--- BEGIN TEXT SHOWN ---
2 · Loading — 02_bronze_autoloader.py (Databricks notebook)

Auto Loader incrementally ingests each CSV into a raw Delta table in Unity Catalog, adding lineage. Re-runnable and idempotent.

# Databricks notebook source
# MAGIC %md
# MAGIC # Bronze ingestion — Auto Loader
# MAGIC Incrementally loads each raw CSV into a Bronze Delta table in Unity Catalog.
# MAGIC Each source table lives in its own folder under the raw_files volume; one Auto
# MAGIC Loader stream watches each folder and writes to its own table. Re-runs are
# MAGIC incremental and idempotent (checkpoints track what's been seen), so this is
# MAGIC safe to schedule. Bronze keeps the data essentially as-is and adds lineage;
# MAGIC all real cleaning happens later in Silver.

# COMMAND ----------

from pyspark.sql.functions import current_timestamp, col

CATALOG = "supply_chain"
BRONZE  = "bronze"
VOLUME_ROOT     = f"/Volumes/{CATALOG}/{BRONZE}/raw_files"
CHECKPOINT_ROOT = f"/Volumes/{CATALOG}/{BRONZE}/checkpoints"
TABLES = ["dim_product", "dim_location", "dim_supplier", "product_supplier",
          "fact_sales", "fact_inventory_snapshot", "fact_purchase_orders", "fact_goods_receipts"]

# the checkpoint path must be a real Unity Catalog volume before any stream writes to it
spark.sql(f"CREATE VOLUME IF NOT EXISTS {CATALOG}.{BRONZE}.checkpoints")
spark.sql(f"USE CATALOG {CATALOG}")
spark.sql(f"USE SCHEMA {BRONZE}")

# COMMAND ----------

# Each source table must sit in its own folder (raw_files/<table>/<table>.csv) so its
# stream only ever sees files that share one schema. If the CSVs were uploaded flat into
# the volume root, this moves each into its own folder first.
present = {f.name.rstrip("/") for f in dbutils.fs.ls(VOLUME_ROOT)}
for t in TABLES:
    if f"{t}.csv" in present:
        dbutils.fs.mkdirs(f"{VOLUME_ROOT}/{t}")
        dbutils.fs.mv(f"{VOLUME_ROOT}/{t}.csv", f"{VOLUME_ROOT}/{t}/{t}.csv")
        print(f"moved {t}.csv -> {t}/")

# COMMAND ----------

def directory_has_files(path: str) -> bool:
    try:
        return len(dbutils.fs.ls(path)) > 0
    except Exception:
        return False

def ingest(table: str):
    source = f"{VOLUME_ROOT}/{table}"
    ckpt   = f"{CHECKPOINT_ROOT}/{table}"
    target = f"{CATALOG}.{BRONZE}.{table}"
    if not directory_has_files(source):
        print(f"  skipping {table}: no files at {source}")
--- END TEXT SHOWN ---
--- BEGIN MATERIAL ---
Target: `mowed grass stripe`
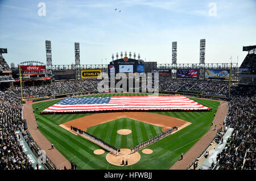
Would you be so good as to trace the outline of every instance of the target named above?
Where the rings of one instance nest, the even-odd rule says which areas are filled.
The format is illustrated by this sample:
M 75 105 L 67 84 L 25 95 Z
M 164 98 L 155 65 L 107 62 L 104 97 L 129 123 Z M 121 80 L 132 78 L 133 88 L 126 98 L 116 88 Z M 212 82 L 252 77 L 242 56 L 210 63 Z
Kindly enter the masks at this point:
M 129 95 L 145 95 L 145 94 L 132 94 L 131 95 L 130 94 L 127 94 Z M 118 95 L 117 95 L 117 96 L 120 96 L 120 95 L 125 95 L 123 94 L 119 94 Z M 92 95 L 87 95 L 89 96 L 92 96 Z M 100 96 L 100 95 L 99 95 Z M 100 96 L 113 96 L 113 95 L 108 95 L 108 94 L 104 94 L 104 95 L 101 95 Z M 142 154 L 141 151 L 139 151 L 139 153 L 141 154 L 141 161 L 138 162 L 137 163 L 134 165 L 132 166 L 132 167 L 126 167 L 125 169 L 124 167 L 120 167 L 118 166 L 115 166 L 113 165 L 110 165 L 108 162 L 106 162 L 105 160 L 105 157 L 106 155 L 106 153 L 102 155 L 94 155 L 93 153 L 93 151 L 92 149 L 91 151 L 87 150 L 88 148 L 86 149 L 86 151 L 85 150 L 82 150 L 81 149 L 78 149 L 80 152 L 90 152 L 92 154 L 89 154 L 88 153 L 87 154 L 85 154 L 85 156 L 86 156 L 87 158 L 88 158 L 88 159 L 86 159 L 86 161 L 83 161 L 82 159 L 81 159 L 80 157 L 79 157 L 79 159 L 77 159 L 77 162 L 82 162 L 83 163 L 79 163 L 78 168 L 79 169 L 106 169 L 108 168 L 108 169 L 169 169 L 174 163 L 179 158 L 180 156 L 180 153 L 183 152 L 184 153 L 185 153 L 190 148 L 191 148 L 196 142 L 200 139 L 200 138 L 203 136 L 205 133 L 206 133 L 209 129 L 210 127 L 210 123 L 213 119 L 213 113 L 215 111 L 215 109 L 217 108 L 219 102 L 212 102 L 211 100 L 202 100 L 200 99 L 196 99 L 196 98 L 191 98 L 191 99 L 195 99 L 194 100 L 199 102 L 200 104 L 203 104 L 205 106 L 207 106 L 208 107 L 211 107 L 213 108 L 212 112 L 185 112 L 183 113 L 183 115 L 182 112 L 156 112 L 157 113 L 171 116 L 172 117 L 177 117 L 181 119 L 187 119 L 187 121 L 188 121 L 189 122 L 192 123 L 192 124 L 190 125 L 183 128 L 183 129 L 179 131 L 179 132 L 176 132 L 176 133 L 174 133 L 172 135 L 168 136 L 167 137 L 159 141 L 158 142 L 156 142 L 150 146 L 148 146 L 149 148 L 152 149 L 154 150 L 154 153 L 150 155 L 146 155 Z M 60 101 L 60 100 L 58 100 L 57 102 Z M 51 102 L 49 103 L 49 104 L 44 104 L 43 106 L 42 104 L 39 104 L 38 105 L 38 107 L 39 108 L 39 110 L 43 110 L 45 109 L 47 107 L 45 107 L 46 106 L 50 106 L 51 105 L 54 104 L 54 102 L 52 101 L 51 101 Z M 156 113 L 156 112 L 155 112 Z M 63 115 L 60 116 L 60 115 L 40 115 L 38 114 L 38 112 L 35 112 L 35 115 L 38 117 L 39 120 L 40 121 L 40 119 L 41 118 L 41 116 L 43 116 L 43 117 L 46 119 L 48 120 L 48 123 L 49 124 L 51 124 L 52 126 L 49 125 L 41 125 L 42 128 L 46 129 L 47 127 L 49 127 L 51 128 L 51 133 L 48 133 L 48 132 L 44 132 L 45 134 L 47 133 L 48 134 L 48 136 L 47 137 L 47 138 L 48 137 L 51 137 L 52 135 L 57 135 L 57 136 L 59 136 L 59 134 L 56 134 L 55 132 L 59 132 L 60 131 L 57 129 L 56 128 L 57 127 L 57 124 L 56 122 L 62 122 L 65 123 L 67 121 L 67 118 L 68 119 L 76 119 L 77 117 L 81 117 L 82 116 L 84 116 L 84 115 L 81 116 L 81 114 L 74 114 L 75 116 L 69 116 L 70 115 Z M 58 116 L 58 117 L 56 116 Z M 67 116 L 67 115 L 68 115 L 68 116 Z M 61 119 L 61 117 L 63 117 L 63 119 Z M 181 118 L 182 117 L 182 118 Z M 57 121 L 56 121 L 56 120 Z M 189 120 L 190 120 L 190 121 Z M 116 123 L 118 123 L 115 121 Z M 127 128 L 129 128 L 129 123 L 130 123 L 130 127 L 132 129 L 132 134 L 130 135 L 126 136 L 127 137 L 127 142 L 130 142 L 130 137 L 131 138 L 131 139 L 133 140 L 133 142 L 135 143 L 136 141 L 138 141 L 138 144 L 143 142 L 145 140 L 141 140 L 142 138 L 143 137 L 142 135 L 144 133 L 144 131 L 142 131 L 141 130 L 141 129 L 143 129 L 142 127 L 141 127 L 140 124 L 136 124 L 135 123 L 138 122 L 137 121 L 134 121 L 133 123 L 133 121 L 130 121 L 130 120 L 126 121 L 126 128 L 123 128 L 123 129 L 127 129 Z M 112 127 L 112 124 L 109 123 L 109 129 L 108 130 L 108 132 L 105 132 L 105 138 L 108 138 L 109 134 L 110 132 L 110 128 Z M 119 126 L 118 124 L 115 124 L 113 123 L 113 129 L 114 130 L 115 129 L 115 127 L 116 127 L 115 132 L 118 130 L 118 128 Z M 104 131 L 105 131 L 106 128 L 107 128 L 107 126 L 104 126 Z M 154 127 L 152 125 L 148 126 L 147 124 L 145 124 L 144 125 L 144 128 L 145 130 L 146 130 L 146 137 L 150 138 L 151 137 L 151 135 L 154 134 L 154 129 L 155 129 L 155 132 L 157 133 L 158 131 L 160 131 L 161 128 L 158 128 L 157 127 Z M 152 128 L 154 128 L 153 129 Z M 135 128 L 135 129 L 134 129 Z M 138 129 L 139 128 L 139 129 Z M 40 129 L 40 128 L 39 128 Z M 62 128 L 61 128 L 62 129 Z M 95 128 L 95 129 L 96 129 Z M 89 128 L 88 128 L 89 130 Z M 94 130 L 95 131 L 95 130 Z M 66 131 L 65 130 L 65 131 Z M 136 134 L 134 134 L 133 133 L 137 132 Z M 150 133 L 148 133 L 150 132 Z M 68 132 L 69 133 L 69 132 Z M 67 134 L 67 136 L 69 137 L 68 133 L 65 133 L 65 134 Z M 43 134 L 44 134 L 43 133 Z M 112 138 L 110 139 L 112 141 L 112 138 L 114 138 L 115 136 L 117 136 L 118 134 L 116 132 L 113 133 L 113 135 L 111 136 Z M 61 134 L 64 134 L 64 133 L 61 132 Z M 71 133 L 72 134 L 72 133 Z M 130 136 L 130 137 L 129 137 Z M 169 138 L 169 136 L 170 137 Z M 54 140 L 55 138 L 52 138 L 51 140 L 52 141 Z M 85 144 L 83 143 L 82 140 L 83 138 L 81 137 L 75 137 L 75 138 L 77 140 L 78 142 L 80 142 L 82 144 Z M 53 139 L 53 140 L 52 140 Z M 63 138 L 63 137 L 61 138 L 61 140 L 65 140 L 65 138 Z M 114 140 L 114 142 L 119 143 L 120 144 L 120 142 L 121 142 L 122 139 L 113 139 Z M 138 141 L 139 140 L 139 141 Z M 189 141 L 191 141 L 190 142 L 188 142 Z M 71 144 L 71 141 L 68 142 L 68 144 Z M 59 149 L 59 148 L 60 148 L 60 149 L 63 149 L 63 147 L 65 147 L 65 145 L 63 145 L 62 142 L 59 143 L 61 146 L 59 146 L 58 148 L 57 148 Z M 76 144 L 77 144 L 77 142 L 74 142 L 74 145 L 72 145 L 72 148 L 75 148 Z M 89 142 L 89 144 L 92 144 L 92 143 Z M 137 145 L 138 144 L 134 144 L 135 145 Z M 86 145 L 86 144 L 85 144 Z M 112 145 L 114 145 L 115 144 L 112 144 Z M 129 146 L 129 144 L 127 144 L 127 146 Z M 92 145 L 90 145 L 92 146 Z M 96 145 L 97 146 L 97 145 Z M 56 145 L 56 146 L 57 146 L 57 145 Z M 95 147 L 96 146 L 94 146 Z M 96 147 L 97 147 L 96 146 Z M 98 148 L 98 146 L 97 147 Z M 61 153 L 61 151 L 60 151 Z M 68 151 L 67 151 L 68 152 Z M 70 153 L 68 153 L 67 154 L 65 154 L 63 153 L 64 156 L 67 158 L 69 158 L 69 159 L 72 158 L 71 154 L 71 151 L 69 151 Z M 75 153 L 73 154 L 75 155 Z M 67 159 L 68 159 L 67 158 Z M 154 164 L 152 164 L 152 163 L 154 162 Z M 81 166 L 80 166 L 80 165 Z
M 42 128 L 40 131 L 44 132 L 45 135 L 52 134 L 51 133 L 52 132 L 52 128 L 47 127 L 44 128 Z M 51 128 L 53 127 L 52 127 Z M 64 131 L 66 131 L 65 130 Z M 70 134 L 72 133 L 70 133 Z M 55 134 L 52 136 L 51 137 L 52 138 L 50 138 L 49 141 L 52 140 L 52 142 L 54 144 L 55 147 L 59 150 L 60 151 L 60 150 L 61 150 L 64 152 L 69 151 L 69 153 L 73 153 L 73 155 L 75 155 L 76 157 L 81 161 L 80 165 L 81 167 L 82 167 L 82 165 L 81 165 L 81 163 L 87 161 L 89 162 L 89 158 L 93 158 L 93 156 L 94 156 L 94 154 L 93 153 L 94 150 L 100 149 L 100 146 L 91 143 L 85 138 L 79 136 L 69 135 L 66 137 L 65 136 L 63 136 L 63 134 L 60 133 L 60 132 L 55 131 Z M 61 148 L 59 146 L 60 145 L 61 145 Z M 79 153 L 79 154 L 77 154 L 77 153 Z M 87 158 L 88 158 L 88 159 Z M 76 158 L 76 159 L 77 159 L 77 158 Z M 92 165 L 90 166 L 92 166 Z M 94 169 L 97 169 L 98 166 L 98 165 L 97 165 Z

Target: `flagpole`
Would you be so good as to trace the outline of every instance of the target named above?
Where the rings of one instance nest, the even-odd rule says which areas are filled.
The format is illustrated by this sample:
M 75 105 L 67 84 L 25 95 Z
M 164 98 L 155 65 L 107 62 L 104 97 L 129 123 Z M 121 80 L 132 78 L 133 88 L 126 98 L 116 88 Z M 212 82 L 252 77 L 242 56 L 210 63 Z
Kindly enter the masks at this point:
M 229 70 L 229 100 L 230 100 L 231 74 L 232 71 L 232 56 L 231 56 L 230 69 Z

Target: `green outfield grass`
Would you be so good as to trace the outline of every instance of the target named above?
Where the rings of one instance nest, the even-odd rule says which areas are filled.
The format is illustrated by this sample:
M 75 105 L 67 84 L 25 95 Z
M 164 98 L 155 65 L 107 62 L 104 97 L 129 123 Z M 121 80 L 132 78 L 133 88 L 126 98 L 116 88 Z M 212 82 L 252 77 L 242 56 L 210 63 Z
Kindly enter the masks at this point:
M 120 95 L 144 95 L 144 94 L 116 94 L 115 95 L 91 95 L 90 96 Z M 76 136 L 60 127 L 59 124 L 90 114 L 40 115 L 39 111 L 54 104 L 59 100 L 49 100 L 33 104 L 38 117 L 39 131 L 52 142 L 56 148 L 67 159 L 77 163 L 78 169 L 169 169 L 180 158 L 181 153 L 186 153 L 210 128 L 213 114 L 220 102 L 189 98 L 201 104 L 212 108 L 212 112 L 156 112 L 184 120 L 192 124 L 176 133 L 148 146 L 153 153 L 144 154 L 139 151 L 141 160 L 125 167 L 113 165 L 107 162 L 107 152 L 96 155 L 93 151 L 100 148 L 85 138 Z M 93 120 L 92 120 L 93 121 Z M 127 136 L 117 134 L 120 129 L 130 129 L 132 133 Z M 160 133 L 162 128 L 128 119 L 121 119 L 88 128 L 88 132 L 121 148 L 130 148 L 138 143 Z M 69 164 L 69 163 L 68 163 Z

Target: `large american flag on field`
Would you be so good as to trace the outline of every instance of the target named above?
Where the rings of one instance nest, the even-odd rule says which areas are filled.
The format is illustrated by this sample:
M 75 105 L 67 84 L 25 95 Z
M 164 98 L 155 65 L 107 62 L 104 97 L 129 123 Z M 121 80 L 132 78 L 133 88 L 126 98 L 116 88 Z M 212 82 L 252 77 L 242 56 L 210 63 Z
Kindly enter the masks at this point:
M 42 112 L 86 112 L 102 110 L 209 110 L 184 96 L 117 96 L 69 98 Z

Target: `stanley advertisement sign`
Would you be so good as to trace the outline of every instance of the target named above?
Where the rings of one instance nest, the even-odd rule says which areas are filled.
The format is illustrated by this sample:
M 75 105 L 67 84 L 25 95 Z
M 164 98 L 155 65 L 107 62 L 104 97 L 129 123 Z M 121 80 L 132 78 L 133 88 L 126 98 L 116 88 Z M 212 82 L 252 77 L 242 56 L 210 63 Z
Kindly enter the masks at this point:
M 101 70 L 81 70 L 81 78 L 101 78 Z

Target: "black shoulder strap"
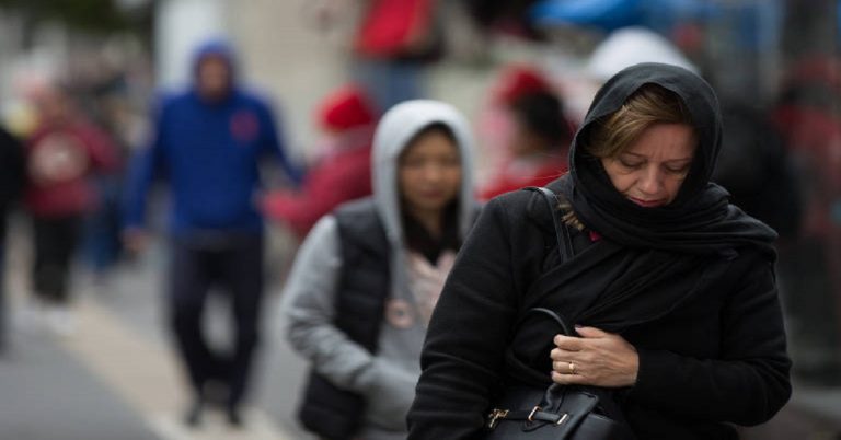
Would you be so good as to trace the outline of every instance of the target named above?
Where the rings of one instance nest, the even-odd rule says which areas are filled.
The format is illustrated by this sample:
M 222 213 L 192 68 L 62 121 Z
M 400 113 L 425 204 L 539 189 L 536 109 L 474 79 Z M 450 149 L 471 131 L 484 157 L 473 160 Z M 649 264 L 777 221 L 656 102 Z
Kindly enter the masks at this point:
M 552 213 L 552 224 L 555 228 L 555 240 L 557 240 L 557 252 L 561 254 L 561 260 L 566 262 L 575 254 L 573 251 L 573 241 L 569 238 L 569 229 L 557 218 L 557 196 L 552 189 L 543 186 L 530 186 L 526 189 L 537 190 L 543 195 Z

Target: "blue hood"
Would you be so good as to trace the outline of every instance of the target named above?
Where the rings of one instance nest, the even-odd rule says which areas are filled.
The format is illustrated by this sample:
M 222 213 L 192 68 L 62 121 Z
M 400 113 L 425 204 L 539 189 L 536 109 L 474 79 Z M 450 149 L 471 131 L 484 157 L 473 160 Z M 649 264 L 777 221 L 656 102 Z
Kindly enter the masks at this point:
M 219 57 L 226 60 L 228 68 L 231 71 L 231 86 L 233 88 L 233 85 L 237 83 L 238 77 L 235 51 L 230 43 L 221 38 L 208 39 L 196 47 L 196 50 L 193 53 L 193 62 L 191 68 L 191 71 L 193 72 L 193 82 L 195 83 L 196 77 L 198 74 L 198 63 L 209 56 Z

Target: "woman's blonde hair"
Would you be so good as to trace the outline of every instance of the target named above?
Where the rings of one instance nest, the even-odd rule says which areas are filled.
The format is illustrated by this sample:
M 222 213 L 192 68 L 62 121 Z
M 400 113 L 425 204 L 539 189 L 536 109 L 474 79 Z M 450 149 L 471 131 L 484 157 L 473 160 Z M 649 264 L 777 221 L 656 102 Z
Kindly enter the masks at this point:
M 615 158 L 655 124 L 686 124 L 694 131 L 692 115 L 680 96 L 660 85 L 644 84 L 622 107 L 596 120 L 581 147 L 597 159 Z M 584 230 L 568 201 L 562 199 L 558 208 L 564 223 Z
M 692 116 L 683 101 L 657 84 L 644 84 L 618 111 L 594 123 L 584 149 L 599 158 L 615 158 L 655 124 L 687 124 Z

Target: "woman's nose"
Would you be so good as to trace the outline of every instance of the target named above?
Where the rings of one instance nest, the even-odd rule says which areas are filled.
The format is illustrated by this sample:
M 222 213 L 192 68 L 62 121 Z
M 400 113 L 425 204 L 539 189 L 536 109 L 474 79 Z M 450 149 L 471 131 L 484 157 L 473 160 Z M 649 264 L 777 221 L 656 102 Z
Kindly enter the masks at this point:
M 663 188 L 663 173 L 656 167 L 647 167 L 640 180 L 640 189 L 645 194 L 657 194 Z

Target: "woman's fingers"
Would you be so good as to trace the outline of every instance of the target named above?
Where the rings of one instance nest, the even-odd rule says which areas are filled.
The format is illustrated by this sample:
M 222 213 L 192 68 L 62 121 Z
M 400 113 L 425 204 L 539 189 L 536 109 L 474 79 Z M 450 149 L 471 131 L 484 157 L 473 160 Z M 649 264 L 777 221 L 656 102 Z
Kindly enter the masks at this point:
M 553 339 L 557 348 L 563 348 L 567 351 L 579 351 L 584 340 L 579 337 L 569 337 L 564 335 L 555 335 Z

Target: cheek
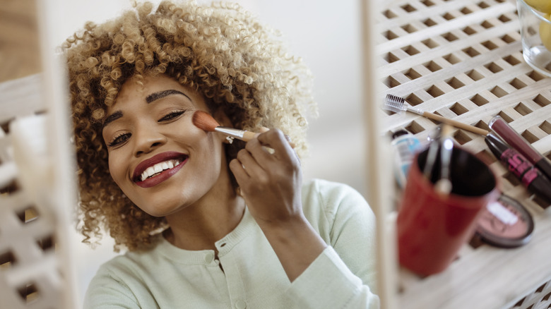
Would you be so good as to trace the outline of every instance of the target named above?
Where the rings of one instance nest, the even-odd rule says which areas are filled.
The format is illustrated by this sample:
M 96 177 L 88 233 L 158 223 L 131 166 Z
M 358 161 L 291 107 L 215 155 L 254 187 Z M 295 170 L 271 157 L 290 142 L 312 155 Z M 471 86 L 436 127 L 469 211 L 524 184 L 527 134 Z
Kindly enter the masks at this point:
M 113 178 L 115 183 L 121 188 L 121 181 L 124 178 L 124 171 L 122 168 L 122 163 L 117 160 L 117 157 L 112 153 L 109 154 L 109 174 L 111 175 L 111 178 Z

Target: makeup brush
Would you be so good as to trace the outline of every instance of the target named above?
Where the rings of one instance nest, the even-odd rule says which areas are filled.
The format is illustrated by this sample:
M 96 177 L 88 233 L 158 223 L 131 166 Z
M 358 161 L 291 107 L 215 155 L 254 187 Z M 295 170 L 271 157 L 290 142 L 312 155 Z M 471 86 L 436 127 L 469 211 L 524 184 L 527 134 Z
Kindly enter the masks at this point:
M 451 138 L 451 126 L 442 124 L 440 135 L 440 179 L 434 183 L 434 190 L 441 195 L 447 195 L 451 192 L 451 179 L 450 178 L 450 164 L 451 152 L 454 150 L 454 141 Z
M 193 121 L 195 126 L 201 130 L 208 132 L 220 132 L 245 142 L 252 140 L 256 134 L 254 132 L 245 130 L 221 126 L 211 114 L 203 111 L 196 111 L 194 113 L 191 121 Z
M 387 111 L 393 111 L 395 113 L 401 113 L 402 111 L 410 111 L 412 113 L 421 115 L 424 117 L 429 118 L 430 119 L 436 120 L 437 121 L 446 123 L 456 128 L 462 128 L 473 133 L 480 134 L 481 135 L 486 135 L 488 134 L 488 131 L 480 128 L 477 128 L 473 126 L 463 123 L 462 122 L 456 121 L 455 120 L 449 119 L 448 118 L 442 117 L 442 116 L 437 115 L 436 114 L 429 113 L 428 111 L 423 111 L 420 109 L 411 107 L 405 104 L 405 100 L 403 97 L 400 97 L 396 95 L 386 95 L 386 97 L 383 104 L 383 109 Z

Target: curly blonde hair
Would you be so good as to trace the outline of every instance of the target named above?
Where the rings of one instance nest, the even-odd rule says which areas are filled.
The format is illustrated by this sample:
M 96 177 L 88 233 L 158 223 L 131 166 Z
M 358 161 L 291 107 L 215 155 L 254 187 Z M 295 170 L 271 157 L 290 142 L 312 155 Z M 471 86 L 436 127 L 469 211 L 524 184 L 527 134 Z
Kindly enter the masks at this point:
M 111 178 L 102 138 L 106 109 L 131 78 L 166 74 L 222 108 L 237 128 L 278 128 L 307 150 L 305 114 L 316 113 L 312 78 L 288 55 L 280 35 L 239 5 L 194 1 L 134 6 L 119 18 L 84 29 L 64 43 L 66 56 L 85 243 L 102 228 L 129 250 L 146 248 L 166 227 L 137 207 Z M 239 147 L 243 147 L 241 144 Z M 228 151 L 228 162 L 239 149 Z

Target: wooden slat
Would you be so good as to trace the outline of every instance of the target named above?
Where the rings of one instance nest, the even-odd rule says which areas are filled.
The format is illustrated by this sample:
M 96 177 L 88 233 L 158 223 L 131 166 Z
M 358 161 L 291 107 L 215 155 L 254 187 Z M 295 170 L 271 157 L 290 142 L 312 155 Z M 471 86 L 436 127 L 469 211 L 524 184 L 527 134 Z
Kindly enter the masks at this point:
M 376 18 L 383 95 L 398 95 L 423 111 L 487 130 L 499 114 L 551 158 L 551 78 L 524 62 L 515 1 L 380 2 L 386 6 Z M 437 126 L 411 113 L 380 114 L 381 134 L 405 128 L 425 140 Z M 482 136 L 456 129 L 454 137 L 473 153 L 490 154 Z M 490 167 L 502 189 L 534 217 L 531 241 L 515 249 L 466 245 L 449 269 L 427 278 L 400 269 L 397 308 L 548 307 L 543 298 L 551 291 L 546 284 L 551 280 L 551 210 L 533 200 L 499 162 Z

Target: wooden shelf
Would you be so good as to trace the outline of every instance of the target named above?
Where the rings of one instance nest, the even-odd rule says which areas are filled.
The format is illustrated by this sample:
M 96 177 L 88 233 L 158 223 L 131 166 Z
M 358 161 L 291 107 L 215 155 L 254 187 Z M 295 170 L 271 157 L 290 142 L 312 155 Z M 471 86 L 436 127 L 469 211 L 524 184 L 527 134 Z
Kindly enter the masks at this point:
M 383 95 L 404 97 L 423 111 L 486 130 L 499 114 L 551 159 L 551 78 L 523 59 L 516 2 L 379 2 L 386 6 L 376 20 Z M 412 113 L 384 114 L 384 118 L 382 133 L 405 128 L 421 140 L 437 126 Z M 456 130 L 454 138 L 473 153 L 485 152 L 493 158 L 482 136 Z M 551 210 L 499 162 L 490 167 L 500 177 L 502 190 L 533 216 L 532 239 L 515 249 L 466 245 L 446 270 L 426 278 L 396 267 L 397 308 L 548 308 Z M 394 224 L 391 219 L 389 224 Z M 388 262 L 396 263 L 396 258 Z

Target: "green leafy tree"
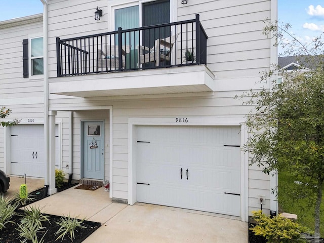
--- END MATERIAL ---
* SET OF TASKS:
[a] Write out the part of the Auto Loader notebook that opens with the words containing "# Databricks notebook" and closes with "later in Silver.".
[b] In the records, take the part that opens with the line containing "Target: wooden shelf" and closes with the line containing "M 383 95 L 404", and substitute "metal shelf" for "wooden shelf" with everything else unchanged. Return only those lines.
The Auto Loader notebook has no connection to the records.

* OUTPUTS:
[a]
# Databricks notebook source
# MAGIC %md
# MAGIC # Bronze ingestion — Auto Loader
# MAGIC Incrementally loads each raw CSV into a Bronze Delta table in Unity Catalog.
# MAGIC Each source table lives in its own folder under the raw_files volume; one Auto
# MAGIC Loader stream watches each folder and writes to its own table. Re-runs are
# MAGIC incremental and idempotent (checkpoints track what's been seen), so this is
# MAGIC safe to schedule. Bronze keeps the data essentially as-is and adds lineage;
# MAGIC all real cleaning happens later in Silver.

[b]
Target: metal shelf
Would you be so good as to trace the outline of every instance of the target named above?
Where the rings of one instance nest, the even-odd rule says which areas are filled.
The format is illustrated by this sample:
M 96 177 L 88 233 L 158 223 L 131 166 Z
M 358 161 L 291 107 L 215 155 L 254 187 Z M 295 170 L 271 157 L 290 142 L 312 155 Z M 471 86 L 436 127 L 469 211 L 524 184 L 527 134 Z
Kindly enter the masks at this point:
M 383 95 L 404 97 L 423 111 L 486 130 L 499 114 L 551 159 L 551 78 L 523 59 L 516 2 L 379 2 L 386 6 L 376 20 Z M 412 113 L 384 114 L 384 118 L 382 133 L 405 128 L 421 140 L 437 126 Z M 456 130 L 454 138 L 473 153 L 485 152 L 493 158 L 482 136 Z M 551 210 L 499 162 L 490 167 L 500 177 L 502 190 L 533 216 L 532 239 L 515 249 L 466 245 L 446 270 L 426 278 L 396 267 L 397 308 L 548 308 Z M 394 224 L 391 219 L 389 224 Z M 388 262 L 396 263 L 396 258 Z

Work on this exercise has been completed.